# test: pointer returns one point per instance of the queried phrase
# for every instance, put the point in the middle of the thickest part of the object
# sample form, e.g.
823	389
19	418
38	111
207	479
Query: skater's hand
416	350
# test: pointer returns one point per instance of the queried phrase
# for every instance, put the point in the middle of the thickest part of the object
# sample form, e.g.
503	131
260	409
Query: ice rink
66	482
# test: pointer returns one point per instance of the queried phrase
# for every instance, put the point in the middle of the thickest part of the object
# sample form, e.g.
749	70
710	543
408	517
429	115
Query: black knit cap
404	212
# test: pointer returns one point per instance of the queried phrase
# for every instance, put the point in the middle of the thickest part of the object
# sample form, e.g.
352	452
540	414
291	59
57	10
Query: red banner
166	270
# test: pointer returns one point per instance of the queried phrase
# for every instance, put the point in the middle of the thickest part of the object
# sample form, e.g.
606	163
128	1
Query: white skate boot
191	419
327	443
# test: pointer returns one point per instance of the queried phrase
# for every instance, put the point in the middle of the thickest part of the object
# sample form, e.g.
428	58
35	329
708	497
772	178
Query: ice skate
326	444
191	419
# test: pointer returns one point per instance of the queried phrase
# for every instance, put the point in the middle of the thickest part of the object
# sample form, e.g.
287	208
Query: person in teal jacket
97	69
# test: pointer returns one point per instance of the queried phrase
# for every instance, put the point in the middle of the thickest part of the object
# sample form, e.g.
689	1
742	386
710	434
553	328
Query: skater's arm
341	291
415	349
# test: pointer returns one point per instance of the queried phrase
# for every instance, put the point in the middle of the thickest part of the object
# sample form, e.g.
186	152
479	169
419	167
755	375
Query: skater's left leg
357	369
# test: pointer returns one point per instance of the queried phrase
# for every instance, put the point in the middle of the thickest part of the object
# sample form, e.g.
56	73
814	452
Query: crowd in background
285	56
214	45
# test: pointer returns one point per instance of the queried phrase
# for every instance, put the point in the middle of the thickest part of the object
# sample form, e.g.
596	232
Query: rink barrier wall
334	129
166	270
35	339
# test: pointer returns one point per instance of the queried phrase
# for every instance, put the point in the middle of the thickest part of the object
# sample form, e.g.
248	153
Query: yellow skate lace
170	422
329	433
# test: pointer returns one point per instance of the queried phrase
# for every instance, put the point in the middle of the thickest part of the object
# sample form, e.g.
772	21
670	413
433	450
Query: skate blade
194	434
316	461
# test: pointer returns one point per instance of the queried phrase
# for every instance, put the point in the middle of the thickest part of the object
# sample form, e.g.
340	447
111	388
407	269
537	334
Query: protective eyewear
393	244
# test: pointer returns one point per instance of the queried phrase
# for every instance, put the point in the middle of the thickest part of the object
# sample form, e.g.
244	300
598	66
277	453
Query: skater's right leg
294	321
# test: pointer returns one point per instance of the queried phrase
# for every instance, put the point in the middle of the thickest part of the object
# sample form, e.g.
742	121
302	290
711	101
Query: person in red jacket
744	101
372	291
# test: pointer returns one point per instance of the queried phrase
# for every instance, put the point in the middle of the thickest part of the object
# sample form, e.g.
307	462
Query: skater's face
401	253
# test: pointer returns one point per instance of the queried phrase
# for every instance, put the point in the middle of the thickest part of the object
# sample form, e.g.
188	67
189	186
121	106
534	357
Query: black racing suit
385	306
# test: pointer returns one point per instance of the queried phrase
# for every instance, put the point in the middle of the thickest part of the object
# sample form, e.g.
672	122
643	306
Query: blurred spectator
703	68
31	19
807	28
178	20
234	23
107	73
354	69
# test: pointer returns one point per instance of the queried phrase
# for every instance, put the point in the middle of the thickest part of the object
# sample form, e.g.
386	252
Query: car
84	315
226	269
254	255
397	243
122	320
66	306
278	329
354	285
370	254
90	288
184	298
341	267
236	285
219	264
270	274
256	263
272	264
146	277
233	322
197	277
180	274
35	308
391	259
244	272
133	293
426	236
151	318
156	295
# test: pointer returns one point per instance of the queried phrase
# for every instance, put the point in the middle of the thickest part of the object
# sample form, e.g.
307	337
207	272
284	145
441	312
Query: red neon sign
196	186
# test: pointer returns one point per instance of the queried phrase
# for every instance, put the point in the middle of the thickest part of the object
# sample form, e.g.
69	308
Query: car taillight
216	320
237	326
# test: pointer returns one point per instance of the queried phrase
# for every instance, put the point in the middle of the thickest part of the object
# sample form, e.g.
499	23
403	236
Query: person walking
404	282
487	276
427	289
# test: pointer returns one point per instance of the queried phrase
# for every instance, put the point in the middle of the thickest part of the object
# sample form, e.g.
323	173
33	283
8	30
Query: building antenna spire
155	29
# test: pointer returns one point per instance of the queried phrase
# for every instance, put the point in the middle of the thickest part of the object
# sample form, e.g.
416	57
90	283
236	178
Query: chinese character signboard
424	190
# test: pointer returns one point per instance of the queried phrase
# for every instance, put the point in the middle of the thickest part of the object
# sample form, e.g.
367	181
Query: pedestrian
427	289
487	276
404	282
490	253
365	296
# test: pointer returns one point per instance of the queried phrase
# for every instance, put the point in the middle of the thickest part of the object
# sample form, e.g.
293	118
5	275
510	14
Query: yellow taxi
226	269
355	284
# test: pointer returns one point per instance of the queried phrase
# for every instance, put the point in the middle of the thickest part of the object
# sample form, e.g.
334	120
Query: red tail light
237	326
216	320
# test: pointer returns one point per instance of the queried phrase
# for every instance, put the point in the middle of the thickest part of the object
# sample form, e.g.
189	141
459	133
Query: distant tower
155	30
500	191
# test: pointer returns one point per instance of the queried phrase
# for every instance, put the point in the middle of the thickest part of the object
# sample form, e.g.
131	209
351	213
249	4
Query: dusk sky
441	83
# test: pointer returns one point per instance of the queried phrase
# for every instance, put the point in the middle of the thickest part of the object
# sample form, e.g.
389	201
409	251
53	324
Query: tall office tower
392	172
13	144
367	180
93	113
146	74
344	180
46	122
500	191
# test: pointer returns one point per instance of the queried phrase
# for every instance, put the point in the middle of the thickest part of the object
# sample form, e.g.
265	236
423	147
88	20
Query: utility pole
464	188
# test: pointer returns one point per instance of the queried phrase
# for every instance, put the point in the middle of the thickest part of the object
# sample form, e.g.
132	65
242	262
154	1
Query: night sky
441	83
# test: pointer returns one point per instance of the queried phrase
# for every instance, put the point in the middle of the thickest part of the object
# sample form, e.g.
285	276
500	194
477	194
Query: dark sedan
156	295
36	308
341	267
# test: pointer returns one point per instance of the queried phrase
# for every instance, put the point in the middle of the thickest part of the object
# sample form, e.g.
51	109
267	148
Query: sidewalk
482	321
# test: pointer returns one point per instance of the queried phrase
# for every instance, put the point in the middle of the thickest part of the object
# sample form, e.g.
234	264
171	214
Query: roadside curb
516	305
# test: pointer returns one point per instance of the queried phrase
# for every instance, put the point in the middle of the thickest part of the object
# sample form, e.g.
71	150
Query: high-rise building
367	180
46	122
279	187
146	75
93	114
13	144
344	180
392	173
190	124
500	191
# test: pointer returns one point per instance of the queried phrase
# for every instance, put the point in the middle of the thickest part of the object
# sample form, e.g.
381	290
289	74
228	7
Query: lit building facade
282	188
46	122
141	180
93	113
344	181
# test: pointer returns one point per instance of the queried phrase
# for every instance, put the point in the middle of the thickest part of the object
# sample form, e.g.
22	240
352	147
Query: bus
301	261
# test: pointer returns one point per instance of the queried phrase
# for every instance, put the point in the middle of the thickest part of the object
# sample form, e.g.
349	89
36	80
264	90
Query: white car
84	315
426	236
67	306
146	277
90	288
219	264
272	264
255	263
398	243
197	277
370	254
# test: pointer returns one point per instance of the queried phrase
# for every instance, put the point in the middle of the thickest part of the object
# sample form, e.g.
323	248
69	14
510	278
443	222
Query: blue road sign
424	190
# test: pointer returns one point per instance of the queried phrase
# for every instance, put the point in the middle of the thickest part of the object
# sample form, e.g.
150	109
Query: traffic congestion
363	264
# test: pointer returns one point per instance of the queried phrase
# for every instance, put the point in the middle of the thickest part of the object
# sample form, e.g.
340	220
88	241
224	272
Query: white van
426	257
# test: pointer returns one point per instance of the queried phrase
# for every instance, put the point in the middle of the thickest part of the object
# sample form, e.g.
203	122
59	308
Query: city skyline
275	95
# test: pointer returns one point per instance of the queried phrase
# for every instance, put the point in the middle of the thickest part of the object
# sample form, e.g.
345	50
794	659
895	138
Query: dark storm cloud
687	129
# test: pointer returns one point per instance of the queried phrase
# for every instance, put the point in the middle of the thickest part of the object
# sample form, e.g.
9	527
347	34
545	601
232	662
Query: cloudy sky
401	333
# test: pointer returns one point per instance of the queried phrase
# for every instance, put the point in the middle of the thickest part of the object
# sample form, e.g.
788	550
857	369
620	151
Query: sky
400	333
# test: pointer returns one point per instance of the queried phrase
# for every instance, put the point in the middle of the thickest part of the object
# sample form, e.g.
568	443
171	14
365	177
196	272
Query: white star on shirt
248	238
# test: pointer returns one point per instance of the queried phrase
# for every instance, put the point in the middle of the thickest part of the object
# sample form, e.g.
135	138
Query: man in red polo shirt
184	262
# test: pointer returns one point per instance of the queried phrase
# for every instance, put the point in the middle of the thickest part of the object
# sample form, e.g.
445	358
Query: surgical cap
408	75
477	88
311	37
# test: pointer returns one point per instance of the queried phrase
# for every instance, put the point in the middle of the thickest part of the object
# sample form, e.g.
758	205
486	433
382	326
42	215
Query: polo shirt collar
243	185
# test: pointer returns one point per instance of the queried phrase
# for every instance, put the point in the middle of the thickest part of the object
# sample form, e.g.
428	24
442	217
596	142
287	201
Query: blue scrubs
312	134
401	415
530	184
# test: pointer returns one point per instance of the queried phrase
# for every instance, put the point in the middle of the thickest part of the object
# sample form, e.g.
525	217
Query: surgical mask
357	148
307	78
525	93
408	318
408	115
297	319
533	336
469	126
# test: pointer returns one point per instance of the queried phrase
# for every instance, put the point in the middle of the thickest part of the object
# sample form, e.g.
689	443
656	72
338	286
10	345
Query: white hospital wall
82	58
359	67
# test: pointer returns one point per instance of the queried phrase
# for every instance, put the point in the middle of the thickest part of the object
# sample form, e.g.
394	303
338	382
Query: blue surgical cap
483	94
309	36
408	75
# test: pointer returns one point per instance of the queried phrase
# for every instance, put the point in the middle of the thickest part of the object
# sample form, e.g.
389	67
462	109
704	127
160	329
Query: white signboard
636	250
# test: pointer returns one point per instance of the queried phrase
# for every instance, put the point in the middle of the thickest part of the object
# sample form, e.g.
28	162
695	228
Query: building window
=-=-=-=-=
Show each line of the listing above that contains the word "yellow". Case counts.

### Task output
Query: yellow skate lace
Query: yellow taxi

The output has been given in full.